* _About this task_
The answer must be every line below that contains the string "above".

[Data items]
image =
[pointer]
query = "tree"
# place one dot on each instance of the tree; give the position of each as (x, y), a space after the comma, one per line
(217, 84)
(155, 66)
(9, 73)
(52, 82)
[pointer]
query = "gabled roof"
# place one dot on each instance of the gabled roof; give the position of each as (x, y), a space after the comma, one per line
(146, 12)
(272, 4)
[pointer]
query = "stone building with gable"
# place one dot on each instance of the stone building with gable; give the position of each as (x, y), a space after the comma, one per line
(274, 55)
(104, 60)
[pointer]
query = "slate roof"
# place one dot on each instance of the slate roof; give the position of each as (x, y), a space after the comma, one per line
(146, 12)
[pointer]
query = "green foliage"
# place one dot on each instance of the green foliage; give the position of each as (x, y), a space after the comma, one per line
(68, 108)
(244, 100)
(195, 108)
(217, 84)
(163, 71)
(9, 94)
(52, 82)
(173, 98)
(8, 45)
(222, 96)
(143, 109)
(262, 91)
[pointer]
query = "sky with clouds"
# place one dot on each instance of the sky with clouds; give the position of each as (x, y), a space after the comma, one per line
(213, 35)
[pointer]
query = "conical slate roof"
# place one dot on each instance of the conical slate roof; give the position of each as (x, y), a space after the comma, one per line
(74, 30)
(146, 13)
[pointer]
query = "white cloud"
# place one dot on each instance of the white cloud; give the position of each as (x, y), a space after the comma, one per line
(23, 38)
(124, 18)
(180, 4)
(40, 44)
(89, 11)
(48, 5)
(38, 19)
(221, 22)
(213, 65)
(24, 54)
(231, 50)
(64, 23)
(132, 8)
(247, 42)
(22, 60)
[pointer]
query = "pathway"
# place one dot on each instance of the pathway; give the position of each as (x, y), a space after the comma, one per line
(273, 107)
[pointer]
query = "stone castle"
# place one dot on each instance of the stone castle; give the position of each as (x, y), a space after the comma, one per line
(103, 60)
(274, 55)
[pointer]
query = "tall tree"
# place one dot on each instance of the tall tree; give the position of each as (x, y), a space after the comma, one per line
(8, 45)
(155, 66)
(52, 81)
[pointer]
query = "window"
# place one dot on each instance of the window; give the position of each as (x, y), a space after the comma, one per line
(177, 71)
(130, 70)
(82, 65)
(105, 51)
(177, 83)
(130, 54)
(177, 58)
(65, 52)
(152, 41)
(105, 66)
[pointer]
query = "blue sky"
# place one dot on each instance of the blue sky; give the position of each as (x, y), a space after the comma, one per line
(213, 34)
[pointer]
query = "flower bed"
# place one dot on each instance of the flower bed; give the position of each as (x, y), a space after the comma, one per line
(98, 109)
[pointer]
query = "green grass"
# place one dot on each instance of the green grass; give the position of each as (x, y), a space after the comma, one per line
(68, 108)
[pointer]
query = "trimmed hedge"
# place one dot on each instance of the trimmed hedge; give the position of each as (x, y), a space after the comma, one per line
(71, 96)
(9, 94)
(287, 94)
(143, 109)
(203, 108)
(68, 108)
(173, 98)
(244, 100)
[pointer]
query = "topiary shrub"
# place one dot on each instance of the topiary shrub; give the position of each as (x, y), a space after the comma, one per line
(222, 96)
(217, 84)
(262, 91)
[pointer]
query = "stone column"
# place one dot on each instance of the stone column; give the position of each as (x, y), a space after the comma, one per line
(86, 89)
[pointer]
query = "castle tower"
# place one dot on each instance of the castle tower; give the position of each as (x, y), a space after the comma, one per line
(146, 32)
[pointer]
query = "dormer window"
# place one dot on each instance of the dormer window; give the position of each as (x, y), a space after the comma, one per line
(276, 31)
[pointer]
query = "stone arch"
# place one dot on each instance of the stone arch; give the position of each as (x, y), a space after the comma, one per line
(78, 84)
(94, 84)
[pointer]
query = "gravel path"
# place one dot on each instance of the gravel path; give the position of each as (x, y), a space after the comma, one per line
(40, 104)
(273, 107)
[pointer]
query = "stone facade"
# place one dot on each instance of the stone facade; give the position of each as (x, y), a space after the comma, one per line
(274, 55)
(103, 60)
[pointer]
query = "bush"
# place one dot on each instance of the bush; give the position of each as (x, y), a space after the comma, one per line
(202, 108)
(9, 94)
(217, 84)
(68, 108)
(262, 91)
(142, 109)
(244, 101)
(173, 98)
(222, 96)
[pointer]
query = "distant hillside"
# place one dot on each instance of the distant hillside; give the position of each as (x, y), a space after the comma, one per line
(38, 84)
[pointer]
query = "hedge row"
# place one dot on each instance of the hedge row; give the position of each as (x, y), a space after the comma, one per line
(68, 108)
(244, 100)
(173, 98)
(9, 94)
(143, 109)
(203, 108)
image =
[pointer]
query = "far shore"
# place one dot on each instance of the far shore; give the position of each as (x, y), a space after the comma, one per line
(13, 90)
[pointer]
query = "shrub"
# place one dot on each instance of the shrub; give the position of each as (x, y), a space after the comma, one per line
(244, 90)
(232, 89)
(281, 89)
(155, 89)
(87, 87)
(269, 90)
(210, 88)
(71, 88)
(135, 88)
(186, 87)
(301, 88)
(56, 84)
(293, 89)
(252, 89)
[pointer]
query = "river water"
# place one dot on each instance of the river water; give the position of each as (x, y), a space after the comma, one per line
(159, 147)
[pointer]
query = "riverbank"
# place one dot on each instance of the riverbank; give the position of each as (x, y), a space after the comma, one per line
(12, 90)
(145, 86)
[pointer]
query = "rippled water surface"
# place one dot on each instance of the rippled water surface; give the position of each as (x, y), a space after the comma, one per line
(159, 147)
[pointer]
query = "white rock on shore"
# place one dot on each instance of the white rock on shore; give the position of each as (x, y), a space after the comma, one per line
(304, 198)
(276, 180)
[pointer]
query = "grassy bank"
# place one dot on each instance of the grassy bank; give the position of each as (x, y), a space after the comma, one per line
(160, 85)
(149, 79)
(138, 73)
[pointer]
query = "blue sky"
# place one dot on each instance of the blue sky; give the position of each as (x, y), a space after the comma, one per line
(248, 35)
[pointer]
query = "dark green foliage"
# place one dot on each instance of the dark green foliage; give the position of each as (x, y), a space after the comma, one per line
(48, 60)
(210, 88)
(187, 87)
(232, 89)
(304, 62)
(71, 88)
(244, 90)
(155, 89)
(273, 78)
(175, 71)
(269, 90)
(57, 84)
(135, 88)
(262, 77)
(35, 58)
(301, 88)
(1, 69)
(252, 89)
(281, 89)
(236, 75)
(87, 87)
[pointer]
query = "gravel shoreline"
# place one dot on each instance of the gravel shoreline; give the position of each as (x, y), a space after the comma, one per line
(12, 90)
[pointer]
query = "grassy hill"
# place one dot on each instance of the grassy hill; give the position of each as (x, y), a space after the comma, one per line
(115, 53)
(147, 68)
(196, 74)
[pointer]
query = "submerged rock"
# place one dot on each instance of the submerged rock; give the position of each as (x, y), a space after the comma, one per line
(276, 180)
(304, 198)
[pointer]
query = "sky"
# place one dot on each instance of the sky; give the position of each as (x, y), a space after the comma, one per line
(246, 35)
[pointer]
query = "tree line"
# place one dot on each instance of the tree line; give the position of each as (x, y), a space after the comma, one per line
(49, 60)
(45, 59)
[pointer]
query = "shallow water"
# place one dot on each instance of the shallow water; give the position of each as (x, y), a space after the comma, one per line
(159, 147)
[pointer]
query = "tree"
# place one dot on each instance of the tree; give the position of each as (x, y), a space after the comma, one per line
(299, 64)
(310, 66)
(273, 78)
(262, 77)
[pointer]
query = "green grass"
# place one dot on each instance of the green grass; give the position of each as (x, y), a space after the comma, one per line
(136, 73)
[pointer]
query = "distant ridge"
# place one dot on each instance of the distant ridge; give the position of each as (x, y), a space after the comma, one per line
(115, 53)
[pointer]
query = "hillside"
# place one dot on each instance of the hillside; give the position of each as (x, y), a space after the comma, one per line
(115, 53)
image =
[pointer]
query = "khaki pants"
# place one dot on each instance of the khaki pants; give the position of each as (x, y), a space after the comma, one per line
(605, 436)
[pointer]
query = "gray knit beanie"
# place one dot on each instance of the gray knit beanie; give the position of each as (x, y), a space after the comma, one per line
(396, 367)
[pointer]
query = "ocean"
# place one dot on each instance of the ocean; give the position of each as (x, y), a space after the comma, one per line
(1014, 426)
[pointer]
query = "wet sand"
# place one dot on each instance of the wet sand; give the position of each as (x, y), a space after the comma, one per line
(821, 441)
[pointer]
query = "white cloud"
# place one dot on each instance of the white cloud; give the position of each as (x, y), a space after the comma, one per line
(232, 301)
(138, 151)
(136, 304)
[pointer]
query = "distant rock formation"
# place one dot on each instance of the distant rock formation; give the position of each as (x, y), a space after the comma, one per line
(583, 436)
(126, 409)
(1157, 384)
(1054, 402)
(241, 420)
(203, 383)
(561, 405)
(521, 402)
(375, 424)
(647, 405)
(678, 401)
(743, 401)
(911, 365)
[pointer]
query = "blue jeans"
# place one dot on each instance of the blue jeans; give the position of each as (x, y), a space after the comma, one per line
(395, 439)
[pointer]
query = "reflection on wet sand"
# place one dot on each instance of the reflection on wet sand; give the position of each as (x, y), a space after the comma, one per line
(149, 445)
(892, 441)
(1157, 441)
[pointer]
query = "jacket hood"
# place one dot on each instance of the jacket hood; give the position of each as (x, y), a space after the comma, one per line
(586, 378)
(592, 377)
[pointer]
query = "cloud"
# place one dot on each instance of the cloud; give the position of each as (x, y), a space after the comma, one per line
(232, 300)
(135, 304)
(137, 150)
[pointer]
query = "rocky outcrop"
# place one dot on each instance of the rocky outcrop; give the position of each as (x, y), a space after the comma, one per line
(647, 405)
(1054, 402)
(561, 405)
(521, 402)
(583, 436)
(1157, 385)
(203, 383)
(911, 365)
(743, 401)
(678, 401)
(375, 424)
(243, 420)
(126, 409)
---
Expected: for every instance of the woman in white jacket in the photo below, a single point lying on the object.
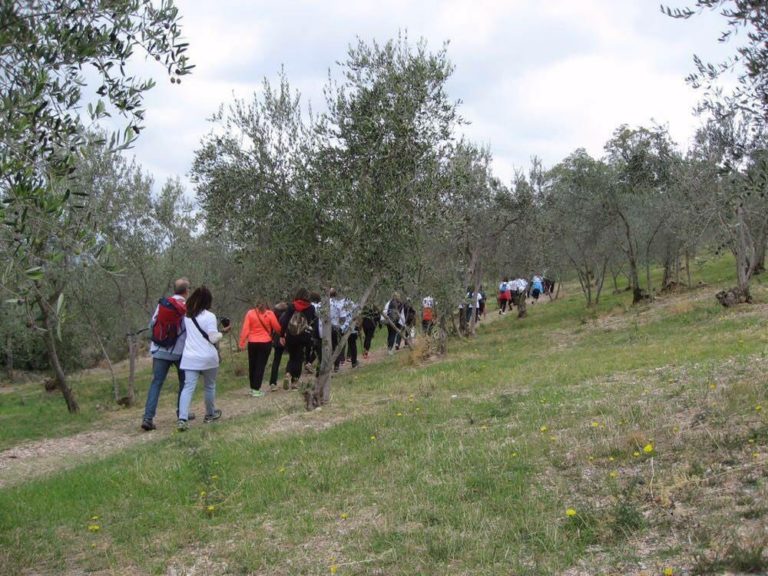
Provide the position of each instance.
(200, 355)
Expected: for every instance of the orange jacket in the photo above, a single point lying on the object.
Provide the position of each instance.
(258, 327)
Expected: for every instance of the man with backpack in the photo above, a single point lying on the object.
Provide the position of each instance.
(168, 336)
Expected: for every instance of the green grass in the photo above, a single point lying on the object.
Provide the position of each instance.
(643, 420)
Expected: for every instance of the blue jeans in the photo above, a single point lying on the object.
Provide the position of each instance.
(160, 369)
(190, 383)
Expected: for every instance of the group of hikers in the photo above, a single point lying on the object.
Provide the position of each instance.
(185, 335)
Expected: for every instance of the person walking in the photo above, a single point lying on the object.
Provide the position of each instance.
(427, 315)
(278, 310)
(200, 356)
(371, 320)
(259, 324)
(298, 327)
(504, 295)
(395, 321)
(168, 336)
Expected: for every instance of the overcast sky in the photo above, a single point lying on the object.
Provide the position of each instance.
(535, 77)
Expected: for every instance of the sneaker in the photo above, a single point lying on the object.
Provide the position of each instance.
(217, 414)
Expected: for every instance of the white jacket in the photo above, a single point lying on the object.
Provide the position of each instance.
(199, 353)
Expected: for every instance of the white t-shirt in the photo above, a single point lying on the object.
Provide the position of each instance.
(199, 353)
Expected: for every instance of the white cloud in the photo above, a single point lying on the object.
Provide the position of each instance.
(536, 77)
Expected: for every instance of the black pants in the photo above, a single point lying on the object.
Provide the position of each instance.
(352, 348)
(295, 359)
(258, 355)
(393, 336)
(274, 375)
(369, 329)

* _Answer to this exercise_
Expected: for every instance of the orange jacket in the photo above, a single point lying on the object.
Expected: for every instance of the man with backpack in the photo above, a single point lying on the object.
Expected: for every instance of the green grass in the photo above, a single point lying on the object.
Expected: for every instance of the blue jeans in the photo above, a single point lying on the object.
Expected: for every instance of the group of hikers in the photo above, a single point lying on the object.
Expected: for every instance of the person walking in the photo above, a single point lying on the object.
Expected: for every instance of the overcast sky in the photo above, a single point lying on the object.
Expected: for every instance of the sneaker in the photo above, a single point lying on the object.
Expected: for every instance of the white jacket in the photo above, a single point lying on the object.
Expected: for every instance of the white t-shirt in the photo above, a single point lying on the object.
Expected: for every instance of the white cloud in the photo above, a single point lying on the object.
Expected: for every instance of the black pants in the photo above, a single point lying on the object.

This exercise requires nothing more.